▸ Given passage
================

Superior Court of New Hampshire, Northern District.
Aug 24, 2011
NO. 217-2008-EQ-099 (N.H. Super. Aug. 24, 2011)

Opinion

NO. 217-2008-EQ-099

08-24-2011

New Hampshire Speedway, Inc. and Speedway Properties Company, LLC d/b/a Performance Racing Network v. Motor Racing Network, Inc. v. Speedway Motorsports, Inc.


MERRIMACK, SS

ORDER

New Hampshire Speedway, Inc. ("NHS") has filed motions in limine seeking to exclude: (1) evidence of Motor Racing Network's ("MRN") alleged lost profit damages; (2) evidence of oral representations and promises made by NHS related to providing MRN with a specific number of races; (3) contracts that MRN entered into with other formerly independent speedways not parties to the present action; and (4) evidence of NHS's contract with Performance Racing Network ("PRN"). MRN objects to each of NHS's motions. The Court considers each of the motions in turn.

1. Lost Profits

NHS's first motion in limine seeks to exclude all evidence of MRN's lost profits on two grounds: first, that MRN abused the discovery process; and second, that lost profits are not recoverable under Florida law, which this Court has held governs the present promissory estoppel action.

This Court held in its July 19, 2011 Order that Florida Law applies to this case. See July 19, 2011 Order at 4. Furthermore, the Court has, along with deciding the present motions in limine, denied MRN's motion to reconsider whether Florida law applies.

The Court cannot find that MRN abused the discovery process based on the submissions. MRN represents that it has provided NHS with more than 5,700 pages of documents, that it disclosed its lost profits information by way of spreadsheet, and that it does not intend to introduce any documents to support its damage calculation other than those which have been produced. At least on the present record, the drastic remedy of exclusion of evidence is unwarranted.

================

Dataset records:
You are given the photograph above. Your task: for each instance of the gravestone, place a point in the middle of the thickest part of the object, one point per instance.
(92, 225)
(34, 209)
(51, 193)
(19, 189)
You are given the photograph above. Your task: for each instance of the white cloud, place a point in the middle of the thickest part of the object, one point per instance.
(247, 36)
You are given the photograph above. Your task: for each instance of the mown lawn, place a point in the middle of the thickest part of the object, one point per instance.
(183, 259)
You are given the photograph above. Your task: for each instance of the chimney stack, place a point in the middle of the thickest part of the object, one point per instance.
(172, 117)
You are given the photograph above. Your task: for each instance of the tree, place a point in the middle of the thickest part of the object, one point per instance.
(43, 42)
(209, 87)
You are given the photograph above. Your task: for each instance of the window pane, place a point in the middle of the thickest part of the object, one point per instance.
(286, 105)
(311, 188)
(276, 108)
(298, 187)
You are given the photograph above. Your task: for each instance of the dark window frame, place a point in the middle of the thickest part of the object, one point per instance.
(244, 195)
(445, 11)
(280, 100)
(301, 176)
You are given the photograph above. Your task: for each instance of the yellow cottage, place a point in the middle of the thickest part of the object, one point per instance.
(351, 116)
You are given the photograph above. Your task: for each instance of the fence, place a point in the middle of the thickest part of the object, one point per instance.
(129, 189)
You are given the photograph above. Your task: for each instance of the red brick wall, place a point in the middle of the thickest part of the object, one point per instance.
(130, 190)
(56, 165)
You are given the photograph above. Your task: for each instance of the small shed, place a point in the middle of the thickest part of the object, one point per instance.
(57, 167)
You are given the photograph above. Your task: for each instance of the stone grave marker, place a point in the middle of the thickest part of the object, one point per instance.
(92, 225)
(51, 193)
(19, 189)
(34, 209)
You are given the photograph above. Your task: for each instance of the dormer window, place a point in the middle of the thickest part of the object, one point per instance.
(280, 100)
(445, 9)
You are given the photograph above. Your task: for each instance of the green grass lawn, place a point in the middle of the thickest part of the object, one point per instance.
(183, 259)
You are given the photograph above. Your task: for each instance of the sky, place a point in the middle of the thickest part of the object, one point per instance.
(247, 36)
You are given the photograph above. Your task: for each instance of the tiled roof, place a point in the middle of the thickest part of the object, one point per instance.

================

▸ Stated problem
Continue the court order on the motions in limine from the point where it stops.

▸ Result of the task
The more significant issue raised by this motion is whether "lost profits" or "expectancy damages" are recoverable in a promissory estoppel action under Florida law. In support of its argument that lost profits are not recoverable, NHS relies primarily on two cases: Young v. Johnston, 475 So.2d 1309 (Fla. Dist. Ct. App. 1985) and Devon Med. v. Ryvmed, 60 So.3d 1125 (Fla. Dist. Ct. App. 2011) (Gross, C. J., concurring). In Young, the Florida District Court of Appeals held that because the parties' contract lacked mutuality of obligation, the plaintiff was precluded from recovering damages "for breach based on the 'loss of bargain' at the time their negotiations came to an end." 475 So.2d at 1312-13. However, the Court did find that reimbursement damages on the theory of promissory estoppel were recoverable upon appropriate proof. Id. at 1314-15.

In Devon Med., the Court of Appeals held that in proving its promissory estoppel claim, the plaintiff had failed to adequately prove lost profits with "the reasonable certainty necessary to support the yardstick approach to lost profits, rendering the testimony too speculative to sustain the damages." 60 So.3d at 1129-30. In Chief Justice Gross's concurrence, he noted, "Florida appears to follow the view that promissory estoppel does not support lost profits damages, although the issue has not been definitively decided in this state." Id. at 1130. In analyzing the issue, he relied on Eric Mills Holmes's comprehensive review of the four phases of promissory estoppel. See id. (citing Eric Mills Holmes, 20 Seattle U. L. Rev. 45 (1996)). Ultimately, Chief Justice Gross concluded that the plaintiffs "could have received damages premised on a promissory estoppel theory, [but], under the view [Florida] appears to follow, those damages could not have included lost profits." Id. at 1132.

Holmes's analysis is set forth in his revision of Corbin on Contracts, 3 Corbin on Contracts. Sec. 8.11 (1996).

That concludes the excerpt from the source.